§ **Set problem**
Rewrite the stretch of the listing from the line containing "Draw the outline of every instance of the forest" through the line containing "M 49 35 L 53", changing "forest fire" to "wildfire" and leaving everything else as it is.

§ **Records to use**
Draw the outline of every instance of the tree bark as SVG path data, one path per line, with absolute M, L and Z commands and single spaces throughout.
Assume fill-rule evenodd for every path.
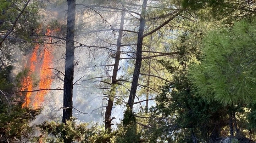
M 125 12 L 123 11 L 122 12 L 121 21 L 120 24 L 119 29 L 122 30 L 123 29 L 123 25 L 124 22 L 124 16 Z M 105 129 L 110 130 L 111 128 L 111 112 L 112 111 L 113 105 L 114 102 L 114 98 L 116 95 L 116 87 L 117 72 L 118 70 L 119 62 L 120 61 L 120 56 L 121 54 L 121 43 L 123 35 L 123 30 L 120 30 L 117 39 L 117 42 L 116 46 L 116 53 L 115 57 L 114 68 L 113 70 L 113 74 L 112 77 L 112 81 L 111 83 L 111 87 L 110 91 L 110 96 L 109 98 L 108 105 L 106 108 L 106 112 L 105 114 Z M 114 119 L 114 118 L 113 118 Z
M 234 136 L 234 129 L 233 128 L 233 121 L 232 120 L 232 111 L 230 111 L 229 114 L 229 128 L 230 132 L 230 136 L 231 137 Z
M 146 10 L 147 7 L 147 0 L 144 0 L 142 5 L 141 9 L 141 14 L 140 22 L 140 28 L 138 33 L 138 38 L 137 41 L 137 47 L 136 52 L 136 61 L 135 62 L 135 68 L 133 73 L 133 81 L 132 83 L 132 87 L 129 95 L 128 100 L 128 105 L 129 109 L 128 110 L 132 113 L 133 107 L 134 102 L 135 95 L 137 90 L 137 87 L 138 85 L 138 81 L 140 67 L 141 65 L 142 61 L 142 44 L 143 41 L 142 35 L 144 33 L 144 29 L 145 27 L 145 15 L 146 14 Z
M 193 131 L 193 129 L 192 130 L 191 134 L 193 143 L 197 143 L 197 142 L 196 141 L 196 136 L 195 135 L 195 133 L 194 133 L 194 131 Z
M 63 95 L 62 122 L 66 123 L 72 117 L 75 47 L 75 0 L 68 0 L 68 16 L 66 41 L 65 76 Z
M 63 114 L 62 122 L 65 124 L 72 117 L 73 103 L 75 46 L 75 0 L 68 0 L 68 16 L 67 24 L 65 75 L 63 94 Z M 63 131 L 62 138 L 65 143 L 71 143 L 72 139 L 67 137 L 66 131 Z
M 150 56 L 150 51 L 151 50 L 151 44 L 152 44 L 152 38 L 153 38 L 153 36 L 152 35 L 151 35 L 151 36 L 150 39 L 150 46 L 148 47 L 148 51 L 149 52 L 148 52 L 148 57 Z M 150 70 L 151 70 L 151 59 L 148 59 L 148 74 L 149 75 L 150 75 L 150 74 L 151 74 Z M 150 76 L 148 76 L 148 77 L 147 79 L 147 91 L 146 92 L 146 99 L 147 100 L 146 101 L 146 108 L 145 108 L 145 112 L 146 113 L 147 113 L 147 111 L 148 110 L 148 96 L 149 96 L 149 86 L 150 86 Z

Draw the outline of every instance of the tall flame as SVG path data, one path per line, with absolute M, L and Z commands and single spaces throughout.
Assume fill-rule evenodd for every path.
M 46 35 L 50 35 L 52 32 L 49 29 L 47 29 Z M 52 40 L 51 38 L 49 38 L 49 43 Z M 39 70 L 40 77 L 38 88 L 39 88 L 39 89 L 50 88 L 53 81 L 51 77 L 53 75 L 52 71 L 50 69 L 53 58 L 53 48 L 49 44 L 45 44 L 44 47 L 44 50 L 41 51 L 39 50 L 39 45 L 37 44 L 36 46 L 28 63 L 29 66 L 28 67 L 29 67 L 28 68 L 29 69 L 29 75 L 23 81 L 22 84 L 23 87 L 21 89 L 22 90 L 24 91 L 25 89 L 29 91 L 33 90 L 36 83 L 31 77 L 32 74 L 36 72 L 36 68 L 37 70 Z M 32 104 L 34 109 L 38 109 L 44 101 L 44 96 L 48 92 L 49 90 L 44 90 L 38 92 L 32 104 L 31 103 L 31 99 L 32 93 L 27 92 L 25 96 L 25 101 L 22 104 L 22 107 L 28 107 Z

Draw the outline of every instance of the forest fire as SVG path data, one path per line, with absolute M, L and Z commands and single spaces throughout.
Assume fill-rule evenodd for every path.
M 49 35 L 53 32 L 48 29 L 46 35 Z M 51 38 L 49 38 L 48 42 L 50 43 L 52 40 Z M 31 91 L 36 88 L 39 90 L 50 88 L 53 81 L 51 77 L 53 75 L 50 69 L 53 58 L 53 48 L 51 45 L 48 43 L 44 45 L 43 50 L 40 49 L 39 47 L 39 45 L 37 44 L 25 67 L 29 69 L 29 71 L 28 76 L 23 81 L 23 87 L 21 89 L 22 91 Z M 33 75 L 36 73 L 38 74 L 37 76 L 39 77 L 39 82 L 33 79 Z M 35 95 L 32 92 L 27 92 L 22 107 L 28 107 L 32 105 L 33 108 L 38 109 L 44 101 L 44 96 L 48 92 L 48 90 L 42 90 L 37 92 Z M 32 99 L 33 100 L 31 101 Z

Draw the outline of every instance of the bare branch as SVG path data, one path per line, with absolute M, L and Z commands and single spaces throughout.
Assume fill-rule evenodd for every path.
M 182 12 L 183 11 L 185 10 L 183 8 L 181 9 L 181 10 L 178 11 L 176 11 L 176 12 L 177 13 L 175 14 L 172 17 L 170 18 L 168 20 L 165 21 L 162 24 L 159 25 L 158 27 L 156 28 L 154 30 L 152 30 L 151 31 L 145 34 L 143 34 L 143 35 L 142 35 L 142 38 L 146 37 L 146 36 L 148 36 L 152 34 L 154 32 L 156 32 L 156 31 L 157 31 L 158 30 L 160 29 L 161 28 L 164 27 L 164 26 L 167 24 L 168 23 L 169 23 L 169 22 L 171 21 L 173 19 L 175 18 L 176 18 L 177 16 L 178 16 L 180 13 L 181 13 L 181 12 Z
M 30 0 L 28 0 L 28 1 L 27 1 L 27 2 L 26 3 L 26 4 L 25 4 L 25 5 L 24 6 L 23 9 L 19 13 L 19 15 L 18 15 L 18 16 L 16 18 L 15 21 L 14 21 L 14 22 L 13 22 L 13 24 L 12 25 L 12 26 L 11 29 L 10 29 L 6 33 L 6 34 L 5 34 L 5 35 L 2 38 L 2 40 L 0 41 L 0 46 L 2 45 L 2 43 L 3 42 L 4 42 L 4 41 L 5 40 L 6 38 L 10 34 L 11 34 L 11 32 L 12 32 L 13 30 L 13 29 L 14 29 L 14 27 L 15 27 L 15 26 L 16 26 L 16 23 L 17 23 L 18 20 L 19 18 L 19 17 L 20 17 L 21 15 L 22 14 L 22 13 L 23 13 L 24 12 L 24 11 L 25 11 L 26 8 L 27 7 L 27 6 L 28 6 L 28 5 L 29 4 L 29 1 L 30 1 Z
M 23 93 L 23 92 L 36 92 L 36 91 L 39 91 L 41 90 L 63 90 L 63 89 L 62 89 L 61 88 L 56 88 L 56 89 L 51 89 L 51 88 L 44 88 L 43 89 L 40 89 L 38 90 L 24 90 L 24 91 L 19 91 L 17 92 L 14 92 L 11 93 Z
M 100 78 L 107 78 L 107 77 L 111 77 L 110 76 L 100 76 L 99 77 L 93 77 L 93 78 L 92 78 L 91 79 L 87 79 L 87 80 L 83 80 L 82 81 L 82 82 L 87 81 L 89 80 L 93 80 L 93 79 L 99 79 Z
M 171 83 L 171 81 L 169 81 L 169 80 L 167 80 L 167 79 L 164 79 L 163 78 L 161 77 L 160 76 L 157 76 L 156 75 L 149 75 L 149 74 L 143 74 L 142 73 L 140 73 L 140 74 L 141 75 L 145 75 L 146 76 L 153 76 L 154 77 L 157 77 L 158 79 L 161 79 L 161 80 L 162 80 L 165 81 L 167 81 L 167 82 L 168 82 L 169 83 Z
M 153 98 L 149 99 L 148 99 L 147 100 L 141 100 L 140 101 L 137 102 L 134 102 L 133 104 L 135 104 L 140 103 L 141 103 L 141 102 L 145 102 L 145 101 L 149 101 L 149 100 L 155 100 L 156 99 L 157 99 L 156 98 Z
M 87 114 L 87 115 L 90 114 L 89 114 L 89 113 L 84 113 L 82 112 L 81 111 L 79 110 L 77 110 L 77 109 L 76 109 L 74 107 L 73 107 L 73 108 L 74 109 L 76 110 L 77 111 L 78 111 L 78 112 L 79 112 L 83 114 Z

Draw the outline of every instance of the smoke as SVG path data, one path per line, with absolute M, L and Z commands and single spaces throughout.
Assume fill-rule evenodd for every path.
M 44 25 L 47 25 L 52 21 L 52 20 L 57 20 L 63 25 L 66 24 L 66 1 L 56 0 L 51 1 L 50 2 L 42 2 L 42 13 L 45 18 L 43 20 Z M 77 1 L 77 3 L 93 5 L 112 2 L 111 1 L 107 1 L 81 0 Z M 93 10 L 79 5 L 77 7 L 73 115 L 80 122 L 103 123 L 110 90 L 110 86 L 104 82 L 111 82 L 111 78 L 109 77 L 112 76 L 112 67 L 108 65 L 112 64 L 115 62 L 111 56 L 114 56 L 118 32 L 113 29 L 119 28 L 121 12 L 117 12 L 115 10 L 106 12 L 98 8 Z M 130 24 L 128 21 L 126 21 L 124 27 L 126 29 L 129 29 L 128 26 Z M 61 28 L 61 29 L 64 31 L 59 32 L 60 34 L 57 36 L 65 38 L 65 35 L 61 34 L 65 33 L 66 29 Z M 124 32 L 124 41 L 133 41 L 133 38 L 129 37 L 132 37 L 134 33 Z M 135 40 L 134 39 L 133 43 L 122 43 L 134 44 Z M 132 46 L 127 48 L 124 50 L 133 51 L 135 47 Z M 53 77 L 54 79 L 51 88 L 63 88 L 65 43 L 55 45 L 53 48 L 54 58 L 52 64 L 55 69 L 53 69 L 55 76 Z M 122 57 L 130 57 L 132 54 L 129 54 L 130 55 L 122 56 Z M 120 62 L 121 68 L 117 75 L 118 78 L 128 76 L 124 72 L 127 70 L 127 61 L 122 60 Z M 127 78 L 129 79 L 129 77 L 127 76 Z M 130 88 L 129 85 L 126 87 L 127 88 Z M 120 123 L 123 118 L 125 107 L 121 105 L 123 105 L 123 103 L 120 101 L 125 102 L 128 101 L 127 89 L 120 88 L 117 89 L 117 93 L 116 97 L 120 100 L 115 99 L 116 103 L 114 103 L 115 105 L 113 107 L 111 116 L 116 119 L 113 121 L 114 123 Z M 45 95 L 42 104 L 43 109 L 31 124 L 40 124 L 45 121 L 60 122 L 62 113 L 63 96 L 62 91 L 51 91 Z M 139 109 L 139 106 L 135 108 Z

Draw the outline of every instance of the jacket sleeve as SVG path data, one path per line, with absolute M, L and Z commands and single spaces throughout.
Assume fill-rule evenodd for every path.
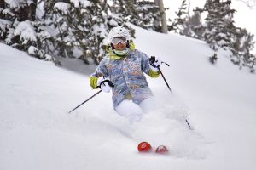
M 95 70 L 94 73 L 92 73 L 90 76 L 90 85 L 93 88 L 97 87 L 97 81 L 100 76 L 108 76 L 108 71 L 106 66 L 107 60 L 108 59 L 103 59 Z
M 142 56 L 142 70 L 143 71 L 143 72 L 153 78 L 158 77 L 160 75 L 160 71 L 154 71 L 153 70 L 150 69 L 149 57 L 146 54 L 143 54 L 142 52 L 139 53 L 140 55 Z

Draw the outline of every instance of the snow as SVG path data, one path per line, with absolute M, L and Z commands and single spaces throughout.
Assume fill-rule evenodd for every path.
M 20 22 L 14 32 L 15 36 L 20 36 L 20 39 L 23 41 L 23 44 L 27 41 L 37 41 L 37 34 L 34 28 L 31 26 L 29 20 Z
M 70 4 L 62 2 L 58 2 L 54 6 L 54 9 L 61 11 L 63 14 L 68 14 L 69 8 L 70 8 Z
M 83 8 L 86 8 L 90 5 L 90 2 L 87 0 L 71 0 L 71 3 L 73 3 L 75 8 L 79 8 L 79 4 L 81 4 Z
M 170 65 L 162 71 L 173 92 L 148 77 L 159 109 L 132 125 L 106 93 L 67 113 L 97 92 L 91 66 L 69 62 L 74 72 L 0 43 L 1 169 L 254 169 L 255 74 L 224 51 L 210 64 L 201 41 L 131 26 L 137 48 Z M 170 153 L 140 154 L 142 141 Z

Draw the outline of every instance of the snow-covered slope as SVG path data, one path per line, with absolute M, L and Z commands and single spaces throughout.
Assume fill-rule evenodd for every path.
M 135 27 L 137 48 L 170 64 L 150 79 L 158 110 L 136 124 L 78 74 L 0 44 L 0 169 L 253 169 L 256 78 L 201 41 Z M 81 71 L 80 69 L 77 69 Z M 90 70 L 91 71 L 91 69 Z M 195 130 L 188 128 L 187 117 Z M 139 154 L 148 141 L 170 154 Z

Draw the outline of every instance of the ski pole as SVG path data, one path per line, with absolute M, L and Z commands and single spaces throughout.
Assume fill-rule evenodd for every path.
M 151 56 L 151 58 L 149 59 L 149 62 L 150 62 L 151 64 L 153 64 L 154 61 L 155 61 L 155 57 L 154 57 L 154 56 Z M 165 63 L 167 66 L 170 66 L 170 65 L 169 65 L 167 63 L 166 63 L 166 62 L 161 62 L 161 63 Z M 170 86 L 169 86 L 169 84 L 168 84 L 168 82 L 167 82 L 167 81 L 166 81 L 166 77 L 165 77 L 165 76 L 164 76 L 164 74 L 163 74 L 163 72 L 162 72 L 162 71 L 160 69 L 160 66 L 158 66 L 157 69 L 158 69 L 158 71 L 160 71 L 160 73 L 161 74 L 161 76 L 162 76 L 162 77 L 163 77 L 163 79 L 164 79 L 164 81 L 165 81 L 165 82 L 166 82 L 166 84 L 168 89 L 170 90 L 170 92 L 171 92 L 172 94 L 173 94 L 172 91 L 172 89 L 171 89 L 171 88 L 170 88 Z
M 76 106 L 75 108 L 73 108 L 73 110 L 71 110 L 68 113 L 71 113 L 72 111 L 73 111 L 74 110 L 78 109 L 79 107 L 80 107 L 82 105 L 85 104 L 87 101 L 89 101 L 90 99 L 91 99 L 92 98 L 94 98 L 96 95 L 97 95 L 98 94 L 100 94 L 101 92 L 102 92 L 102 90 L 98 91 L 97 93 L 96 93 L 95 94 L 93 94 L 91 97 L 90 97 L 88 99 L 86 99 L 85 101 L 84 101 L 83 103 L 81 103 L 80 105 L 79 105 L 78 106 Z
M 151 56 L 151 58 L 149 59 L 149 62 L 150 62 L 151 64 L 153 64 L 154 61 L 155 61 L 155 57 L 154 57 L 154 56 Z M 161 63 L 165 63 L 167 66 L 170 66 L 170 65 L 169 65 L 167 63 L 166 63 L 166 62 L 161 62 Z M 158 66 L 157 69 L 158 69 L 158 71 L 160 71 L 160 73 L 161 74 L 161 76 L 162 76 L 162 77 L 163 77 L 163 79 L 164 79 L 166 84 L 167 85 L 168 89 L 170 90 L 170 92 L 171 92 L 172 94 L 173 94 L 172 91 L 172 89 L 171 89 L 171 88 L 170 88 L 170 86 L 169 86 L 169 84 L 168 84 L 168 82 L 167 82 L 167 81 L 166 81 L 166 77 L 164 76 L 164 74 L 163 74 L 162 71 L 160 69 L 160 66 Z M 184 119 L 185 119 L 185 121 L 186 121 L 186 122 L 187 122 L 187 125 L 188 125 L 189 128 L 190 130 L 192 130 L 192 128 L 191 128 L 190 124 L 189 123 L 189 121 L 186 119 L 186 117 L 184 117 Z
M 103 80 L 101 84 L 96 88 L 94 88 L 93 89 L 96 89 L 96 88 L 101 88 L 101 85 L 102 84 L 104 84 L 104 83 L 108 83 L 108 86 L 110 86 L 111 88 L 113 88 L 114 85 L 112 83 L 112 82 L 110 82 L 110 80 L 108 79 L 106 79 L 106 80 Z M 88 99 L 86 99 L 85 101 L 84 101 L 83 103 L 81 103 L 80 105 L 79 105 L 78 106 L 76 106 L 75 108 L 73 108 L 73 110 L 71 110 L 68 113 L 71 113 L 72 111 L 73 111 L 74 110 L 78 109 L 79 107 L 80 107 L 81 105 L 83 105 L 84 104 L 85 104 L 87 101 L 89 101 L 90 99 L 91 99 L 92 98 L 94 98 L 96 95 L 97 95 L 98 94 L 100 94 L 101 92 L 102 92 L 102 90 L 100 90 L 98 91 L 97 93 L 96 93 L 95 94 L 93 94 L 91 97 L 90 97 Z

§ **Answer for the task**
Draw the outline of every instance of the wildfire as SVG path data, one path per line, with absolute M, L and Z commands and single spaces throughout.
Assume fill-rule evenodd for every path.
M 49 35 L 53 32 L 48 29 L 46 35 Z M 51 38 L 49 38 L 48 42 L 50 43 L 52 40 Z M 31 91 L 36 88 L 39 90 L 50 88 L 53 81 L 51 77 L 53 75 L 50 69 L 53 58 L 53 48 L 51 45 L 48 43 L 44 45 L 43 50 L 40 49 L 39 47 L 39 45 L 37 44 L 25 67 L 29 69 L 29 71 L 28 76 L 23 81 L 23 87 L 21 89 L 22 91 Z M 33 75 L 36 73 L 38 74 L 37 76 L 39 77 L 39 82 L 33 79 Z M 35 95 L 32 92 L 27 92 L 22 107 L 28 107 L 32 105 L 33 108 L 38 109 L 44 101 L 44 96 L 48 92 L 48 90 L 42 90 L 37 92 Z M 32 99 L 33 100 L 31 101 Z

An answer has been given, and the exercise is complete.